What if individual blogs and social media accounts had to pay their own way (to the speaker, not the providing company)?

This Monday morning (like the 60s song), I waited in line at the US Post Office to buy stamps behind people with much more complicated transactions. I asked the manager why the machines were no longer around, and she said that the particular branch doesn’t make enough revenue.  I squawked about customer service.  (Yes, it’s faster at UPS or FedEx, totally private companies.) When I finally bought my stamps on a debit card, it did not have the security chip.  Was that because that branch didn’t do enough business?

Now I turn to the seemingly unrelated topic of user-generated content on the Web, especially those belonging to individuals, ranging from sites (usually embedding blogs), to free-standing free blogs (Blogger, WordPress, Tumblr, etc), to  “true social media” to Facebook, Twitter, Instagram,  and similar (Myspace?)

Niche blogs, as I noted in the previous post, will go right off the hook here.  Generally they support small businesses selling very specific products (which may be authored books or music) or services to customers wanting to pay for them.  I know, porn can be profitable and can skew the remaining discussion.

My content, however, presents a more troubling scenario.  It doesn’t pay for itself.  Yes, I have the money to afford it.  Some of it is inherited, which raises its own moral questions for another day. But even before my “retirement” in 2001, I had saved pretty well and had a decent nest egg from my own career. My first book (1997), however self-published, was easily paid for by gains in Bill Clinton’s stock market with profits of real companies.  Why should there be anything wrong with this? Isn’t that just supporting free speech with the normal mechanics of democratic capitalism?

Yes, I get pestered as to why I don’t go on tours trying to sell books, or run by own retail businesses.  Or why I don’t play ball and try to make the advertising opportunities profitable on their own.

No, I seem to be a Professional Spectator (the bane of the Netflix film “Rebirth”).  Call me a low-level provocateur, a more socially acceptable Milo.   I commit the sin of “criticizing” the proposals of others to solve social justice and national security problems without having to put my own skin in the game.  So you can see how some people could see me as messing with them, trying to deny them the safety net they might otherwise have (or maybe even indirect claims on my own estate).

What I’m trying to do is account for everything that can affect any political debate than can affect “me”.  So I have a repository of playing “devil’s advocate”.  I want to make sure that policy makers really do consider everything.  And there is plenty of evidence that my “free content” has often reached “people who matter”, even though I seem to be “preaching to the choir”, especially given the way today’s news get aggregated by social media according to the visitor’s previously tracked behaviors.

MATERIAL ->
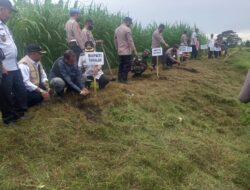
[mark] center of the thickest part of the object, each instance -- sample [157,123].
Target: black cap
[7,4]
[31,48]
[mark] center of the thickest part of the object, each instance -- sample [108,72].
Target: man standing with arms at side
[87,34]
[158,41]
[210,45]
[13,98]
[125,46]
[193,44]
[73,31]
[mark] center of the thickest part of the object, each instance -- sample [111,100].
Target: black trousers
[74,47]
[194,52]
[13,97]
[103,81]
[34,98]
[124,67]
[210,54]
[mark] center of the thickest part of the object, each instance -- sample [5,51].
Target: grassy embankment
[131,137]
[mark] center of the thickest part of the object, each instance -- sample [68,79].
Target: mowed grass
[132,136]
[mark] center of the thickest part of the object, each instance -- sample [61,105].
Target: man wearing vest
[34,76]
[73,31]
[12,91]
[125,47]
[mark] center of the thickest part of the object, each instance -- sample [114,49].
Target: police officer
[158,41]
[87,34]
[73,31]
[13,99]
[125,46]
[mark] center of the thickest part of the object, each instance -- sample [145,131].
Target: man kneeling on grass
[66,75]
[92,71]
[172,57]
[34,76]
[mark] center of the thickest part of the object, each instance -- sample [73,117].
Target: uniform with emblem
[13,98]
[125,46]
[73,31]
[157,42]
[34,76]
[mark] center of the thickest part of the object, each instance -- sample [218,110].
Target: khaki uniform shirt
[173,56]
[73,31]
[124,42]
[88,36]
[157,39]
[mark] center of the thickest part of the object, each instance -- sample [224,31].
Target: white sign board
[212,49]
[189,50]
[217,49]
[94,58]
[185,49]
[204,46]
[157,52]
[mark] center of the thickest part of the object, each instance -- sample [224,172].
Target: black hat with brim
[7,4]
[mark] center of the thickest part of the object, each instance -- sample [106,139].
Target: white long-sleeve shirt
[26,76]
[9,48]
[89,69]
[194,39]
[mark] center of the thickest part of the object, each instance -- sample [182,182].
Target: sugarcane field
[124,95]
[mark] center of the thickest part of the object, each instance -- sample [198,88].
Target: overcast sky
[211,16]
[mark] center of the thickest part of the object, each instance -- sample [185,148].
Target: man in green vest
[34,76]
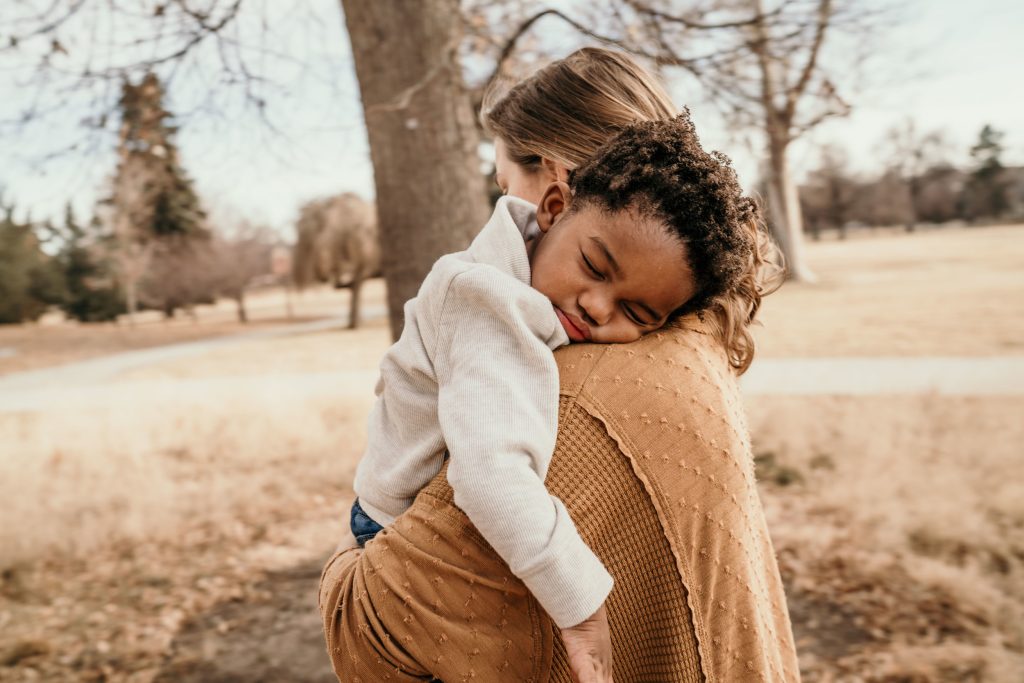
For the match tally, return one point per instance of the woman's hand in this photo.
(588, 645)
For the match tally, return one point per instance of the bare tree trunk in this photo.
(423, 140)
(240, 305)
(131, 300)
(786, 218)
(353, 302)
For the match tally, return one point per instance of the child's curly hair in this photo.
(659, 169)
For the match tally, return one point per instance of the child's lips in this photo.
(576, 330)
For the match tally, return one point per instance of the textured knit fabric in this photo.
(473, 373)
(653, 463)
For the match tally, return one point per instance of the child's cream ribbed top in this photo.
(473, 374)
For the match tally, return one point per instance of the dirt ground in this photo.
(152, 539)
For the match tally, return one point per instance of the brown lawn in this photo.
(171, 528)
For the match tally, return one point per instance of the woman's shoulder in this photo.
(674, 359)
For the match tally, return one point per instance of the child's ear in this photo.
(553, 204)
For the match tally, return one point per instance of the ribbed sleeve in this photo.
(498, 410)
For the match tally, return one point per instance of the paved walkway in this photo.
(88, 382)
(856, 377)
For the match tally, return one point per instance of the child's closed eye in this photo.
(590, 266)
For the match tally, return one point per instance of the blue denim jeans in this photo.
(364, 528)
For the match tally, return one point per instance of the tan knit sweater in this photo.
(653, 464)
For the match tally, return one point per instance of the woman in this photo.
(651, 462)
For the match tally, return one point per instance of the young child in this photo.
(652, 227)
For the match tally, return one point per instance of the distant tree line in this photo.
(918, 185)
(148, 245)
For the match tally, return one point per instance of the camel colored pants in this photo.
(429, 599)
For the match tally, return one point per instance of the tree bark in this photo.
(240, 306)
(423, 140)
(353, 303)
(783, 207)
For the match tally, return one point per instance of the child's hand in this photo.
(588, 645)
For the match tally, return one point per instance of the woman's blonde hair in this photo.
(564, 112)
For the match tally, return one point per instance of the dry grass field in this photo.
(171, 528)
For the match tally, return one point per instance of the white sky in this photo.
(948, 65)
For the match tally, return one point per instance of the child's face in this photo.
(611, 276)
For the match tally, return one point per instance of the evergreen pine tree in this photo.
(157, 214)
(987, 186)
(30, 281)
(92, 294)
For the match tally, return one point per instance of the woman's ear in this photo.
(553, 204)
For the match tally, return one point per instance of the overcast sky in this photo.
(948, 65)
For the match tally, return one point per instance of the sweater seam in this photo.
(596, 409)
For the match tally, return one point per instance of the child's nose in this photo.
(597, 308)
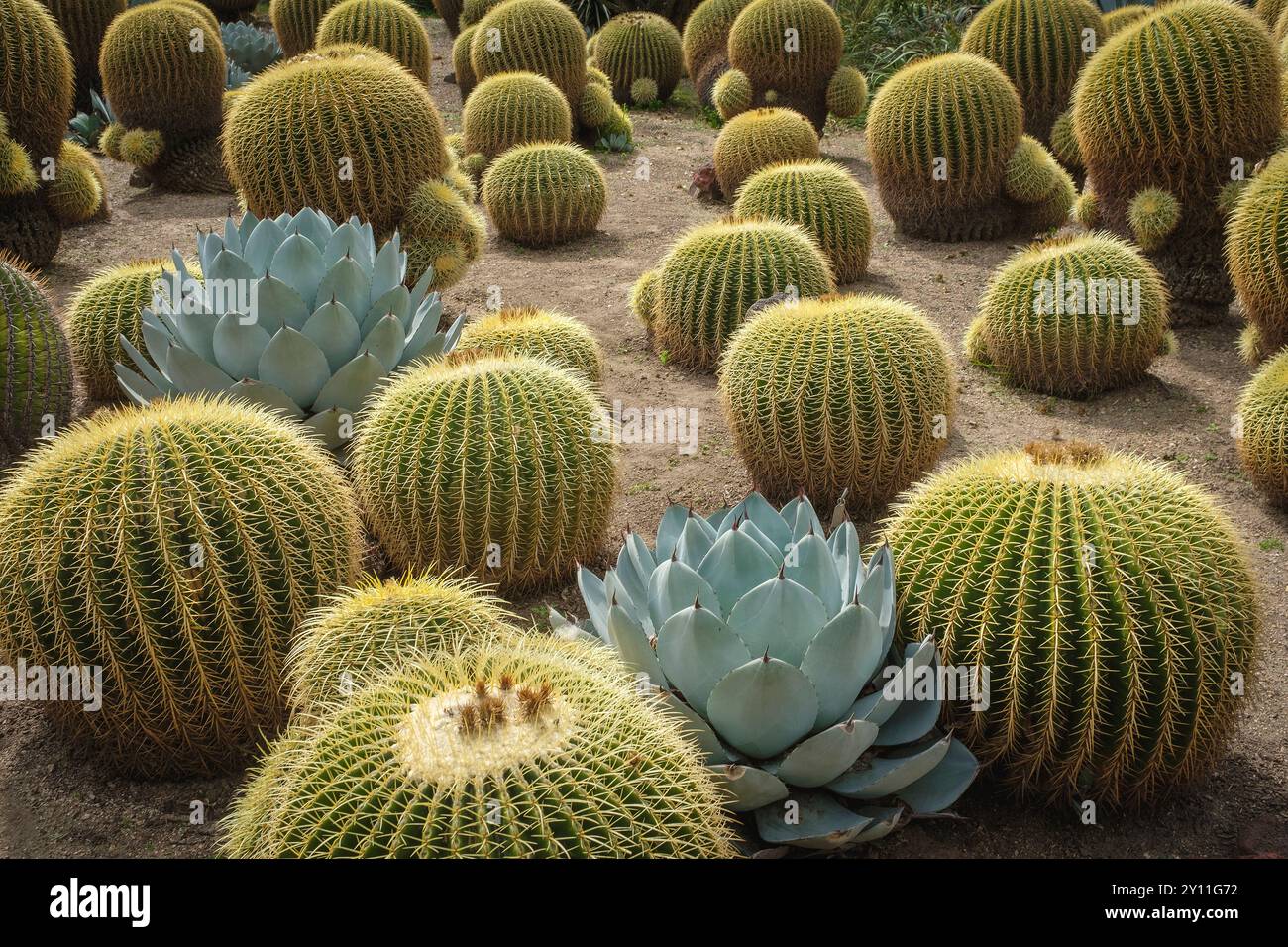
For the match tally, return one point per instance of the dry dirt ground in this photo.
(54, 800)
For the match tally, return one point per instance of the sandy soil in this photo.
(56, 801)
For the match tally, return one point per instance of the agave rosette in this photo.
(774, 644)
(296, 313)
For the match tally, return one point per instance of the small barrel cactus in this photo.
(389, 26)
(189, 540)
(523, 330)
(1109, 600)
(516, 487)
(773, 646)
(545, 193)
(759, 138)
(1073, 316)
(506, 749)
(824, 200)
(848, 395)
(635, 47)
(35, 367)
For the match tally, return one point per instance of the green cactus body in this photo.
(1158, 108)
(35, 367)
(389, 26)
(715, 273)
(546, 193)
(516, 488)
(183, 574)
(760, 138)
(1109, 598)
(1074, 316)
(1041, 46)
(848, 393)
(507, 749)
(824, 200)
(639, 46)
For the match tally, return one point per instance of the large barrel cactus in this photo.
(848, 395)
(1109, 599)
(773, 646)
(1072, 316)
(703, 287)
(176, 548)
(516, 483)
(1164, 123)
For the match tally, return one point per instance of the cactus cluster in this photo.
(515, 486)
(1111, 599)
(183, 574)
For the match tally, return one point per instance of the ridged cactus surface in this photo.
(848, 393)
(181, 571)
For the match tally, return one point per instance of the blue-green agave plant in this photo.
(774, 646)
(296, 313)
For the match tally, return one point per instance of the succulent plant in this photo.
(635, 47)
(545, 193)
(1141, 105)
(312, 338)
(389, 26)
(205, 532)
(848, 397)
(712, 274)
(773, 646)
(1041, 46)
(759, 138)
(1111, 599)
(524, 330)
(822, 197)
(516, 487)
(575, 763)
(35, 367)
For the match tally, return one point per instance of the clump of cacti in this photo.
(635, 50)
(545, 193)
(35, 365)
(702, 289)
(389, 26)
(789, 53)
(163, 72)
(1073, 316)
(846, 395)
(189, 540)
(1109, 600)
(524, 330)
(1041, 46)
(822, 197)
(951, 157)
(516, 489)
(505, 749)
(759, 138)
(1164, 124)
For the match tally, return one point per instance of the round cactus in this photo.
(546, 193)
(35, 367)
(1041, 46)
(1159, 110)
(716, 272)
(1111, 602)
(389, 26)
(1263, 428)
(519, 491)
(1073, 316)
(183, 574)
(639, 46)
(758, 138)
(824, 200)
(576, 763)
(848, 393)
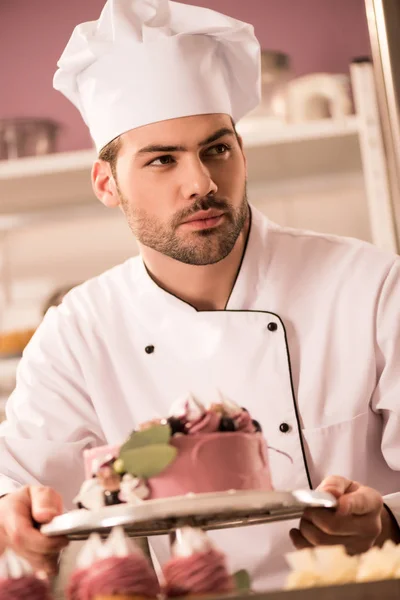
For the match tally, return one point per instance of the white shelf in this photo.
(48, 186)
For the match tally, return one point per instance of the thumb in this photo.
(336, 485)
(46, 503)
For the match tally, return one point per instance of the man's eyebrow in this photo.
(157, 148)
(218, 134)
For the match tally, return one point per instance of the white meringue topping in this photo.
(133, 489)
(13, 566)
(190, 541)
(187, 407)
(231, 409)
(118, 544)
(90, 553)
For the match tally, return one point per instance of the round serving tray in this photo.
(209, 511)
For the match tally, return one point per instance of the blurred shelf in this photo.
(48, 186)
(265, 132)
(8, 370)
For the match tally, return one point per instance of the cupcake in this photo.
(115, 569)
(196, 567)
(17, 580)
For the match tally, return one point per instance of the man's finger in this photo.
(21, 534)
(363, 501)
(336, 485)
(41, 562)
(335, 524)
(45, 503)
(298, 540)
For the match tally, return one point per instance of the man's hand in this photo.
(359, 522)
(18, 511)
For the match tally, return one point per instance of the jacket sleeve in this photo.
(50, 419)
(386, 398)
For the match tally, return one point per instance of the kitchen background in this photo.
(303, 172)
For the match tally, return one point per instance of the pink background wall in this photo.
(317, 34)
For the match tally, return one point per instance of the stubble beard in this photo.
(202, 247)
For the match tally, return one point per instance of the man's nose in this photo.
(197, 181)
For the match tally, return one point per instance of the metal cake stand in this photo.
(208, 511)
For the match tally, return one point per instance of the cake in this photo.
(196, 567)
(331, 565)
(195, 450)
(17, 580)
(114, 569)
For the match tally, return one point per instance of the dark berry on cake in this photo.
(227, 424)
(177, 426)
(257, 425)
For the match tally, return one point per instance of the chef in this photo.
(300, 328)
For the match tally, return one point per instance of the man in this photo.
(301, 329)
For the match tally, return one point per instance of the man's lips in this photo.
(204, 215)
(204, 219)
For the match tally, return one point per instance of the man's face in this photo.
(182, 187)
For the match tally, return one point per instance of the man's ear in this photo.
(104, 184)
(240, 140)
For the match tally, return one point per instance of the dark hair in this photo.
(110, 154)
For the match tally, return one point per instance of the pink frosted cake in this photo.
(195, 450)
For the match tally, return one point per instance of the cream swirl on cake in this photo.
(194, 450)
(18, 581)
(113, 569)
(196, 566)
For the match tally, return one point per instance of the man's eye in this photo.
(218, 149)
(162, 160)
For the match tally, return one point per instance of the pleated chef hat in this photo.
(146, 61)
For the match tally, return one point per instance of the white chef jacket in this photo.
(310, 337)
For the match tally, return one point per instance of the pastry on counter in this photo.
(12, 343)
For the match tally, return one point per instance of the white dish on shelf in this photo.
(208, 511)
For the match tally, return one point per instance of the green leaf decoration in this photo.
(242, 580)
(158, 434)
(148, 461)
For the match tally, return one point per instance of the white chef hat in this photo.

YOUR TASK ->
For each statement, say yes or no to whether it agrees with the blog post on paying for online speech, and quote the exact words of the post that settle it.
1. The post office manager tied the missing machines to the branch not bringing in enough revenue.
2. The writer's first book was paid for by a publisher.
3. The writer's content pays for itself.

RESPONSE ->
1. Yes: "she said that the particular branch doesn’t make enough revenue."
2. No: "My first book (1997), however self-published, was easily paid for by gains in Bill Clinton’s stock market with profits of real companies."
3. No: "It doesn’t pay for itself."